### Request
Return every line below that contains the string "tile", copying each one in full. Treat uppercase and lowercase as different, so a line matches only when the case matches too.

>> begin Input

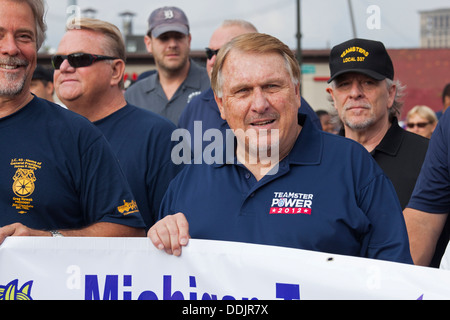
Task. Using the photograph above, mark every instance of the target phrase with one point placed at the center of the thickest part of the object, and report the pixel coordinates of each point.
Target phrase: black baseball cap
(368, 57)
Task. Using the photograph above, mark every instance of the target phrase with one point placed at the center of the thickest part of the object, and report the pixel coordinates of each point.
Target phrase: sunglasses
(78, 60)
(419, 125)
(211, 53)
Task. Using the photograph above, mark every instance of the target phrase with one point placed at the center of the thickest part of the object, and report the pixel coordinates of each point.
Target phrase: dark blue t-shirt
(204, 108)
(328, 195)
(142, 142)
(58, 172)
(432, 191)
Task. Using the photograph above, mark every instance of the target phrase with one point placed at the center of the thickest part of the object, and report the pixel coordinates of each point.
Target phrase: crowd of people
(105, 167)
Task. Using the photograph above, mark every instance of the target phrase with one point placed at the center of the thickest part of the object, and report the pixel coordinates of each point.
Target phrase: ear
(391, 92)
(219, 102)
(50, 88)
(117, 71)
(148, 43)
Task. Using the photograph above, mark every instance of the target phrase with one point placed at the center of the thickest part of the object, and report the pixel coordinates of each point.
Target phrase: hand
(18, 229)
(170, 233)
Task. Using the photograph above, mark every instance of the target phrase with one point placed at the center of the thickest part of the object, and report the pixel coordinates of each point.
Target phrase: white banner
(42, 268)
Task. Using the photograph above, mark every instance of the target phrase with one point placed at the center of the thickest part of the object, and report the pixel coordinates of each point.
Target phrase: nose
(356, 90)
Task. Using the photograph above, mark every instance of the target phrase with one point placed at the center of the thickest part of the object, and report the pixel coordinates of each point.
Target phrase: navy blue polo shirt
(328, 195)
(142, 143)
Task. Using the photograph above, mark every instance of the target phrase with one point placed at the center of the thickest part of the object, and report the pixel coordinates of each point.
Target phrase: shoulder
(150, 118)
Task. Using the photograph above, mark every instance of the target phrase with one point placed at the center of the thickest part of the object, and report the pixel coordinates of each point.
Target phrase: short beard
(361, 125)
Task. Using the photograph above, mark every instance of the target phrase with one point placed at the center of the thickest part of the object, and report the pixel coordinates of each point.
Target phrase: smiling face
(17, 48)
(258, 96)
(170, 50)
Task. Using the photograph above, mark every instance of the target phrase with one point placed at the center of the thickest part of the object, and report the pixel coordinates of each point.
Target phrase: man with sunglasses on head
(178, 78)
(364, 93)
(59, 174)
(90, 66)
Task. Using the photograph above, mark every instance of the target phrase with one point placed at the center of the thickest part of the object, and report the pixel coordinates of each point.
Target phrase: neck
(99, 107)
(10, 105)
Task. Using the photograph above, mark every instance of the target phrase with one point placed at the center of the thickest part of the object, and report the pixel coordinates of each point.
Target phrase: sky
(324, 23)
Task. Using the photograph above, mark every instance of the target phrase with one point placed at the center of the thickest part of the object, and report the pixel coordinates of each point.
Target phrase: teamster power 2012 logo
(291, 203)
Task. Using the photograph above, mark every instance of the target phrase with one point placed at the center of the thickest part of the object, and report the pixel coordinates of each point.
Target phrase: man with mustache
(59, 174)
(179, 78)
(364, 93)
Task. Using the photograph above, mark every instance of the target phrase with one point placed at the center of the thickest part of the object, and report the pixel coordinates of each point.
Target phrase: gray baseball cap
(167, 19)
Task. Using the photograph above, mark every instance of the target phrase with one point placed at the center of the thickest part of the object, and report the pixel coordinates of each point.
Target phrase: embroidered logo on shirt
(24, 183)
(291, 203)
(128, 207)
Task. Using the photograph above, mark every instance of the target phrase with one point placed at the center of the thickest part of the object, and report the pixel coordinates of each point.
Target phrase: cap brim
(370, 73)
(159, 30)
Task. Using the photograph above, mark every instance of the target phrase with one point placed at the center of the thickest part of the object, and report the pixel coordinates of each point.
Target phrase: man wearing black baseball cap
(366, 97)
(178, 79)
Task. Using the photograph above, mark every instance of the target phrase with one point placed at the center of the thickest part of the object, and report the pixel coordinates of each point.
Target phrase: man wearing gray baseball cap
(178, 78)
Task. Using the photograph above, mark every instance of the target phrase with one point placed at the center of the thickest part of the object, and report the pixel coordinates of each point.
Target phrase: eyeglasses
(78, 60)
(419, 125)
(211, 53)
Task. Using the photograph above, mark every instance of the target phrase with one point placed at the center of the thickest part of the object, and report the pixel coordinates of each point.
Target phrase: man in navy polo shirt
(288, 183)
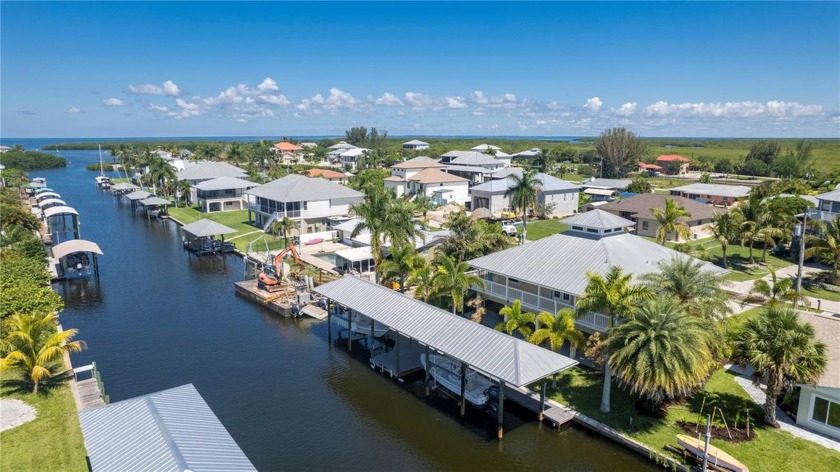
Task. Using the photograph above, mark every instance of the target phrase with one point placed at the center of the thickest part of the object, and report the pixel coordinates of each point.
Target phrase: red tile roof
(672, 158)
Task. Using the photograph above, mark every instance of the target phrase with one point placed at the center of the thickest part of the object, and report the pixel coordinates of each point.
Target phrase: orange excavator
(271, 278)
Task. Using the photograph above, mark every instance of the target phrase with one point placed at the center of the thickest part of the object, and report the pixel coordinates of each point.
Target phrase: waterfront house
(716, 194)
(604, 189)
(673, 164)
(819, 404)
(415, 145)
(331, 175)
(639, 208)
(553, 191)
(223, 194)
(310, 202)
(550, 274)
(828, 205)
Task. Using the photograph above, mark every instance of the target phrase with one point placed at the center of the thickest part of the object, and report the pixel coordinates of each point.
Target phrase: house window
(826, 412)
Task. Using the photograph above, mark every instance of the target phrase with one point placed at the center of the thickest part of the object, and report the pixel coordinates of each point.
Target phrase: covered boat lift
(502, 358)
(149, 205)
(76, 258)
(198, 237)
(58, 226)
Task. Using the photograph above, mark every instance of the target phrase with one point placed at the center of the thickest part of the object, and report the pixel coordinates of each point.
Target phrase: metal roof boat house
(550, 274)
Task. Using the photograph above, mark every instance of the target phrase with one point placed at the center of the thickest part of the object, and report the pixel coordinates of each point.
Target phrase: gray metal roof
(75, 245)
(496, 354)
(171, 430)
(560, 262)
(225, 183)
(204, 228)
(211, 170)
(298, 188)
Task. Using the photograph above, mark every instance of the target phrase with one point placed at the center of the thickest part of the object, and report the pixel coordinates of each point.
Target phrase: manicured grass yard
(52, 441)
(771, 449)
(538, 229)
(237, 220)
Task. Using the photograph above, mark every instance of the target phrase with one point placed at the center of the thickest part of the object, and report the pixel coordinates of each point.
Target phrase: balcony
(537, 303)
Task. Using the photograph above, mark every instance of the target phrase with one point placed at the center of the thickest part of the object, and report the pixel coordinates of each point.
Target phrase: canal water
(159, 318)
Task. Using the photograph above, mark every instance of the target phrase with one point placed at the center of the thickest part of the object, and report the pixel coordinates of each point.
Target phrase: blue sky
(250, 69)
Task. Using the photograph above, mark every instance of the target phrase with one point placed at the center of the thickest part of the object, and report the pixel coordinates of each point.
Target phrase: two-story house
(308, 201)
(550, 274)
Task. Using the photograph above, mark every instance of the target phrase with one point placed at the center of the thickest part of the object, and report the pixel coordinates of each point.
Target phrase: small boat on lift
(479, 390)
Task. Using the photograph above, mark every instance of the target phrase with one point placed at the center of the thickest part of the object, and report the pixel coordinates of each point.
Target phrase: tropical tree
(404, 260)
(453, 279)
(33, 346)
(827, 247)
(671, 220)
(616, 297)
(782, 349)
(522, 195)
(725, 227)
(662, 352)
(516, 321)
(698, 291)
(619, 151)
(556, 329)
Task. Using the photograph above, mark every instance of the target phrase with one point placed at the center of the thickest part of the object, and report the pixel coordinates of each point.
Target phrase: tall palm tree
(780, 347)
(516, 321)
(34, 346)
(403, 261)
(453, 280)
(615, 296)
(776, 290)
(522, 195)
(827, 247)
(697, 290)
(725, 228)
(557, 329)
(663, 352)
(671, 220)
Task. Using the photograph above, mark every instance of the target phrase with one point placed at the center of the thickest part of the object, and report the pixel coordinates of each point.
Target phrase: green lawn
(237, 220)
(772, 449)
(538, 229)
(52, 441)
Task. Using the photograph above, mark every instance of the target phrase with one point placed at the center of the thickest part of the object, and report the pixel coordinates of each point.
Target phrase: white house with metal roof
(223, 194)
(550, 274)
(553, 191)
(308, 201)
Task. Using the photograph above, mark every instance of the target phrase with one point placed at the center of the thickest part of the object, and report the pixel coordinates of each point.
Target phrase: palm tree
(776, 290)
(284, 226)
(403, 261)
(34, 346)
(725, 228)
(663, 352)
(557, 329)
(516, 321)
(671, 220)
(452, 279)
(616, 297)
(699, 291)
(522, 195)
(827, 247)
(781, 348)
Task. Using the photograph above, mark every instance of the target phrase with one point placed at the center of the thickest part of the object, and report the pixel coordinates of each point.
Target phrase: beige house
(640, 209)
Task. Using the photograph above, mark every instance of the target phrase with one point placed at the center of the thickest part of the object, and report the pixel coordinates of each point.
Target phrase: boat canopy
(205, 228)
(154, 201)
(62, 210)
(75, 245)
(51, 201)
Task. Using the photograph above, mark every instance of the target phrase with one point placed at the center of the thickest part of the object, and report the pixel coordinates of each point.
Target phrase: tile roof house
(550, 274)
(640, 209)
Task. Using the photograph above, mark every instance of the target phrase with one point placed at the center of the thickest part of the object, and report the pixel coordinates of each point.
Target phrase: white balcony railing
(534, 302)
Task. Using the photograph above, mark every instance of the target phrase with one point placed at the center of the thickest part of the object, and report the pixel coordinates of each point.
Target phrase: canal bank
(158, 318)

>> end Input

### Output below
Target phrase: red tile roof
Target phrase: tile roof house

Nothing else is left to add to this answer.